**BRIEF:** How many lines below contain the string "stone"? Case counts. Reply with the number only.

**EXERCISE MATERIAL:**
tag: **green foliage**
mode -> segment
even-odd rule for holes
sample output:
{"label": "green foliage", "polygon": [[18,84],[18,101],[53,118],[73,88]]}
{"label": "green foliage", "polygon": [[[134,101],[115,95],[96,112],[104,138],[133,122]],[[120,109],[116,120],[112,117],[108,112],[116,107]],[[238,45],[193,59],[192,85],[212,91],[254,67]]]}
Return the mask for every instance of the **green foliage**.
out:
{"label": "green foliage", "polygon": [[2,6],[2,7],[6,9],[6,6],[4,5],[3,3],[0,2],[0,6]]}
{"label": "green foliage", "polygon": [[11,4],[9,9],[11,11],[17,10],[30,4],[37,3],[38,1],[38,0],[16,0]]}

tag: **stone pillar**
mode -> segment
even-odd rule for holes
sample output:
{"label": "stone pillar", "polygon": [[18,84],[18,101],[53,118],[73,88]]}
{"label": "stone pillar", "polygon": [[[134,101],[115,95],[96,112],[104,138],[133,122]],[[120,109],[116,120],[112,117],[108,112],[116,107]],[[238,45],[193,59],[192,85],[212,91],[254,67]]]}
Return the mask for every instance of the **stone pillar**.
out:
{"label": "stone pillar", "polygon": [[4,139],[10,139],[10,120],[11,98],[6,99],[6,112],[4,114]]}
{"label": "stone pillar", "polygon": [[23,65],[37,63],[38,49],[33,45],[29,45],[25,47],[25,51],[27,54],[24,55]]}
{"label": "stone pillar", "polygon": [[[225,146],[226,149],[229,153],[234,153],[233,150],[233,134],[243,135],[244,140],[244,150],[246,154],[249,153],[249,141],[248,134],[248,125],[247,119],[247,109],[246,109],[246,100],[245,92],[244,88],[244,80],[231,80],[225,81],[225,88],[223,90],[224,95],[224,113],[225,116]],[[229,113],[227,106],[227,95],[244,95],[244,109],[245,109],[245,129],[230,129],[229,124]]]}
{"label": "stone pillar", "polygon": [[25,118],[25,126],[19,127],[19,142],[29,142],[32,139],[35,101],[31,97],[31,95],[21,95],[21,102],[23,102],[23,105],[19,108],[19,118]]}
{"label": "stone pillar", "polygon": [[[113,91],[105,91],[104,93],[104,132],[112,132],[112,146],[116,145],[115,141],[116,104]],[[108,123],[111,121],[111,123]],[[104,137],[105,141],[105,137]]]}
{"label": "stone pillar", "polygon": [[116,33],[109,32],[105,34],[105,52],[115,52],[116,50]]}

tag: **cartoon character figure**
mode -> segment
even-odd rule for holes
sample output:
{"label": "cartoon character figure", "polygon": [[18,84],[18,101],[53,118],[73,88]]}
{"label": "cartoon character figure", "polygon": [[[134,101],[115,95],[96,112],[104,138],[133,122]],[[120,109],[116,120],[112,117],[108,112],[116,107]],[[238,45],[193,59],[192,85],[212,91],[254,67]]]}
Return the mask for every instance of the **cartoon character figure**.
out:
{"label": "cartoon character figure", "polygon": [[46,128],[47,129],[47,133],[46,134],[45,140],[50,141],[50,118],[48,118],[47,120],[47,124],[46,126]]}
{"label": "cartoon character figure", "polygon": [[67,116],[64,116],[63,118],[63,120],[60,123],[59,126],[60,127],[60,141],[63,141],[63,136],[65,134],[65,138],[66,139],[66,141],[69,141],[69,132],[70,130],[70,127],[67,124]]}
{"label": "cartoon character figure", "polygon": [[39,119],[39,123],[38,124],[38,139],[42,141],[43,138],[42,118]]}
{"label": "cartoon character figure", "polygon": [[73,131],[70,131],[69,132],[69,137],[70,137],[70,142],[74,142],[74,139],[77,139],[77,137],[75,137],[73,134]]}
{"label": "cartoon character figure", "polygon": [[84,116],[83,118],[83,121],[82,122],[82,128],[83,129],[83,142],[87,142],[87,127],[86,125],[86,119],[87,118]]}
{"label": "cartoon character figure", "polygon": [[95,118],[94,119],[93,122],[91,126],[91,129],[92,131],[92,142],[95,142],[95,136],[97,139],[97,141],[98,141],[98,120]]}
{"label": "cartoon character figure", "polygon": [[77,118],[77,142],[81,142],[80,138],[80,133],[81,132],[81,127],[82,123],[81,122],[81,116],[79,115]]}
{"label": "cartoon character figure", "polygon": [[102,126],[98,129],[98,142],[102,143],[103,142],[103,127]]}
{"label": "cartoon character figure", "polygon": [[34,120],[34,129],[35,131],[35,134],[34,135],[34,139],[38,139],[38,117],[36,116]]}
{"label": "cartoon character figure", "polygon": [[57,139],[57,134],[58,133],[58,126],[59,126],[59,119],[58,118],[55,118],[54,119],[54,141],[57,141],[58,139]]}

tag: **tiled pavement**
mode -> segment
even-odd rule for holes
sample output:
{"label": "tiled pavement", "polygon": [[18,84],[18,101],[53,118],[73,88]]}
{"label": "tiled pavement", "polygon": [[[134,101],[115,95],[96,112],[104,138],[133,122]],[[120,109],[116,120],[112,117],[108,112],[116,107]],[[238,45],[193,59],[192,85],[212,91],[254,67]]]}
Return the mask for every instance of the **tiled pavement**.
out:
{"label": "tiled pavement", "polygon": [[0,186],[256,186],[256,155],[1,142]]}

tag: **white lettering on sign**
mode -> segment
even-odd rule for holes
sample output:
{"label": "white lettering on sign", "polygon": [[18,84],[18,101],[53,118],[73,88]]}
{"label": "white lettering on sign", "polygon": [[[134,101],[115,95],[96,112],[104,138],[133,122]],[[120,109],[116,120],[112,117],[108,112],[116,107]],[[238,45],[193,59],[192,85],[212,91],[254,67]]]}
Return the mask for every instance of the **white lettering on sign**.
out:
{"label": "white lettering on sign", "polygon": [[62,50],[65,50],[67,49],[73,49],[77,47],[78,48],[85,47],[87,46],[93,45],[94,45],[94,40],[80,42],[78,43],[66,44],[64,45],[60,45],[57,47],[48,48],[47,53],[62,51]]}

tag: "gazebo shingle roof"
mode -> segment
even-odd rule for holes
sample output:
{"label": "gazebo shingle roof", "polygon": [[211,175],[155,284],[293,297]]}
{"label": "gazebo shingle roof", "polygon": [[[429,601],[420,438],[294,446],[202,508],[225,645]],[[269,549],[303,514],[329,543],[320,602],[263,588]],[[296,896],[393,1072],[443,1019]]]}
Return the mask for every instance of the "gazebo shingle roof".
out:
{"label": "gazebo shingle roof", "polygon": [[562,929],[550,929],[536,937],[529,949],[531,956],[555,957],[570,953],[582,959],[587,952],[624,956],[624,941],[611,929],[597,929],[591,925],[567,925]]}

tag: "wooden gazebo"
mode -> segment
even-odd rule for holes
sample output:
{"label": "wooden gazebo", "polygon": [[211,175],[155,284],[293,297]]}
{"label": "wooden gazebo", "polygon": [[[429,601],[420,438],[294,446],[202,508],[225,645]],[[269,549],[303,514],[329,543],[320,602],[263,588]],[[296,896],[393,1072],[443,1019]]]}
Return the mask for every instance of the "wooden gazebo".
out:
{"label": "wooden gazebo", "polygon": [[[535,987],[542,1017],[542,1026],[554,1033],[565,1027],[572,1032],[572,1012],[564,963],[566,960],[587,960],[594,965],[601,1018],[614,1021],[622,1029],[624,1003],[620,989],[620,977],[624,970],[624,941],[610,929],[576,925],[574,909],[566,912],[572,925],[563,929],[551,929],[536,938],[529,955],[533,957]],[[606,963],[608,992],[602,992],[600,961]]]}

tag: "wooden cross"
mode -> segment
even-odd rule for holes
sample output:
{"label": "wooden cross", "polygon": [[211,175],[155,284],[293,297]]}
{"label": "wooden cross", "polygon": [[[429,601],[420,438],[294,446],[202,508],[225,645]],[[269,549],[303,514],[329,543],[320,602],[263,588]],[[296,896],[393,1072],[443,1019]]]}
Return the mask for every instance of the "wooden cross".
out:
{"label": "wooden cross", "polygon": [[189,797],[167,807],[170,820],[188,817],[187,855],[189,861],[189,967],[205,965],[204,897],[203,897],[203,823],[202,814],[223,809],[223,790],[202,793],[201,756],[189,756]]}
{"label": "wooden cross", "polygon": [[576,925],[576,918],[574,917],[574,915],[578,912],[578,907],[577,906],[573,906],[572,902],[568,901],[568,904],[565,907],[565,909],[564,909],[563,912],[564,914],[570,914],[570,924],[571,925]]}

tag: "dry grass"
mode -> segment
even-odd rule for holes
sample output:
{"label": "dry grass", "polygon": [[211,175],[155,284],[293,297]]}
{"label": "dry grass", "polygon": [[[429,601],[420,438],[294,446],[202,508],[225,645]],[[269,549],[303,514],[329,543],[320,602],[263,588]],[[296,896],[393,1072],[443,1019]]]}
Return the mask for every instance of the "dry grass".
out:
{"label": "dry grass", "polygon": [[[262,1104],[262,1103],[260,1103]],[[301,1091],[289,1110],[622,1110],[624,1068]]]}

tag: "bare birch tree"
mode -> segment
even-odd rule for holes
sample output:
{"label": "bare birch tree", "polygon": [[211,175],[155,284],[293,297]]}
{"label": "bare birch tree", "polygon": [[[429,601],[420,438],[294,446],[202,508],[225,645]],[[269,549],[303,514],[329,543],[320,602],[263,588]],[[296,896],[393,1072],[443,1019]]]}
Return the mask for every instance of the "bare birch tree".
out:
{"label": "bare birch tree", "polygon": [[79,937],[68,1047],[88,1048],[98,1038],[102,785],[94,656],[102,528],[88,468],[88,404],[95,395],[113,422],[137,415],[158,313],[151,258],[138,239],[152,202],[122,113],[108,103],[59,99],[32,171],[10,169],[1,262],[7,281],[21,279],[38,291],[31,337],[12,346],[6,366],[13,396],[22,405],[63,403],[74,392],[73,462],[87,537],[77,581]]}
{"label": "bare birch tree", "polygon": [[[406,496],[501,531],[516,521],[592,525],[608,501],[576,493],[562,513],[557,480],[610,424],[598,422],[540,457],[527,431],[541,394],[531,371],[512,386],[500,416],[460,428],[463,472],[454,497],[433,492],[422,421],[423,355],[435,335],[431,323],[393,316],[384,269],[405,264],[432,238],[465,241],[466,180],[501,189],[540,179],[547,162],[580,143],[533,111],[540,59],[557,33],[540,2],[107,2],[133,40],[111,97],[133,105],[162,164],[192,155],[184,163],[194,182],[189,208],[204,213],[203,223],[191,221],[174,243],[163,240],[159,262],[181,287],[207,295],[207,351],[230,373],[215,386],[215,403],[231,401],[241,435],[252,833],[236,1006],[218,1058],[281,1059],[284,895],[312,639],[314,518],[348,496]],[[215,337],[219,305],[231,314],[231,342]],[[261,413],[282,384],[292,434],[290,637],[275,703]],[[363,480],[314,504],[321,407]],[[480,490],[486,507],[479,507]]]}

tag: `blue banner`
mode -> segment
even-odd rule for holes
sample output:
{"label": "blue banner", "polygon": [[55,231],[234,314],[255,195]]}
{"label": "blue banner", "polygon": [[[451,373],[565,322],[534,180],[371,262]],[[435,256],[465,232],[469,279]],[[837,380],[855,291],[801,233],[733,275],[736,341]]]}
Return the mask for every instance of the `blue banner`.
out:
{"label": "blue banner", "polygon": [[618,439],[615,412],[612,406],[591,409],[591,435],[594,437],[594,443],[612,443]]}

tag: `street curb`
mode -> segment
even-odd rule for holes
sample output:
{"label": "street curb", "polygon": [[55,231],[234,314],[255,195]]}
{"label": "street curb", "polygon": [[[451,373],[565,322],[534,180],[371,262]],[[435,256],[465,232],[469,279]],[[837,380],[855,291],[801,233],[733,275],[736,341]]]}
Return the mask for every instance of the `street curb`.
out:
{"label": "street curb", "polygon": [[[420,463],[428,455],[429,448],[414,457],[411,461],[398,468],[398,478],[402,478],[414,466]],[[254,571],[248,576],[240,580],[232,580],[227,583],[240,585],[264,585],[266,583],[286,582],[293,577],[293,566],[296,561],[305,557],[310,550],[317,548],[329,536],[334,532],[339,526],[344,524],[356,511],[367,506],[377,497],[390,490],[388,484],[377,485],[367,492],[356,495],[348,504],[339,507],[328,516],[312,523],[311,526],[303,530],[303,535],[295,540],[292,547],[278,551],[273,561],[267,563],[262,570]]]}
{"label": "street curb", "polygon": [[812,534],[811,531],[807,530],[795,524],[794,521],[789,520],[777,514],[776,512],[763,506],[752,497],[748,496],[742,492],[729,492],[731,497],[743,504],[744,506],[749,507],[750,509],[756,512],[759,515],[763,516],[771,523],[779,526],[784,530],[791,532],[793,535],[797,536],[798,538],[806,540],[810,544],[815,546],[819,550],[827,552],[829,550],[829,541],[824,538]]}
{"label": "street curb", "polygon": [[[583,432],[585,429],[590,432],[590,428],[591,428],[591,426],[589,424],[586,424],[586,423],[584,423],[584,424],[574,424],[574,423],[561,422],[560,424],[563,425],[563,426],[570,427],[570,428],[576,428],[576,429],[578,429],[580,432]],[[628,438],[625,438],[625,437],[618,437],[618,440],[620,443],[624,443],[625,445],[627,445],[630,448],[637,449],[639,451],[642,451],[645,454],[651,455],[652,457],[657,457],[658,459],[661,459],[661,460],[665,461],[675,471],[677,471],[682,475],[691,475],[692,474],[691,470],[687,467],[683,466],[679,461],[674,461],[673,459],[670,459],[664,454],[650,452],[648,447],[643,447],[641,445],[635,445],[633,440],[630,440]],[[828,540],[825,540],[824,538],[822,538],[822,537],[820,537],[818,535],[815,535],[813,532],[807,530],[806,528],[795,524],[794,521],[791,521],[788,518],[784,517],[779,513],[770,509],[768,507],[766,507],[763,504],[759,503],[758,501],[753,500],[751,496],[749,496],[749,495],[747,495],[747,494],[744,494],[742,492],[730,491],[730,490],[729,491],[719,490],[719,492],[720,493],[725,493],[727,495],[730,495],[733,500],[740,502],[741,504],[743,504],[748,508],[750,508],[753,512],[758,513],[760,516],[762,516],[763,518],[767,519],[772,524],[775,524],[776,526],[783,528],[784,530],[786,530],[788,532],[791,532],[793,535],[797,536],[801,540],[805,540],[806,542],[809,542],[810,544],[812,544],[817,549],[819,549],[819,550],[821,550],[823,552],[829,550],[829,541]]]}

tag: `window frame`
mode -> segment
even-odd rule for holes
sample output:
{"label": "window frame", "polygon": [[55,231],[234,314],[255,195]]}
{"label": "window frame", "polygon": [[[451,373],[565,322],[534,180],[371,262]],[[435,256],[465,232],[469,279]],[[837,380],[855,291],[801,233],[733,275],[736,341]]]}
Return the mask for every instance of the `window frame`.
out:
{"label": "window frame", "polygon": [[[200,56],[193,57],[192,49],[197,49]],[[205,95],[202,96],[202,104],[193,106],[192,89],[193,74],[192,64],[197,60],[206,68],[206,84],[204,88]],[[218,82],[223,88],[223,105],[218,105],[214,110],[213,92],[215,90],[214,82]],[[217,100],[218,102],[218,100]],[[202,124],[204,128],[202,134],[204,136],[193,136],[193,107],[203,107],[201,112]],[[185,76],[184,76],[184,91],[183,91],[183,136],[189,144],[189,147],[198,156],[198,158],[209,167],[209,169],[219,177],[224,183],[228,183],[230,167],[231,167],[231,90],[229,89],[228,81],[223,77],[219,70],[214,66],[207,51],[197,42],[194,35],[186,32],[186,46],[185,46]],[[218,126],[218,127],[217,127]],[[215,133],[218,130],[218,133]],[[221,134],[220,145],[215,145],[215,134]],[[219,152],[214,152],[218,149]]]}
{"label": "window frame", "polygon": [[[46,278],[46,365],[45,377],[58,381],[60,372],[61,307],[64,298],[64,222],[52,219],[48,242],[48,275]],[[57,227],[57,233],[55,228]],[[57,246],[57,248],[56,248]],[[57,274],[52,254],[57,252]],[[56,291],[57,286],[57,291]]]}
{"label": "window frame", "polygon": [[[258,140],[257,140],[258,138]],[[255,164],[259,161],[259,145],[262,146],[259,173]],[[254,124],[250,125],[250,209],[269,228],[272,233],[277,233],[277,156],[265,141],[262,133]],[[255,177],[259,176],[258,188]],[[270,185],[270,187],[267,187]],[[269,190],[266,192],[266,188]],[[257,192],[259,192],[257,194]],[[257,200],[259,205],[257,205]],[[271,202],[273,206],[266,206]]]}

**ANSWER TO THE EXERCISE:** 10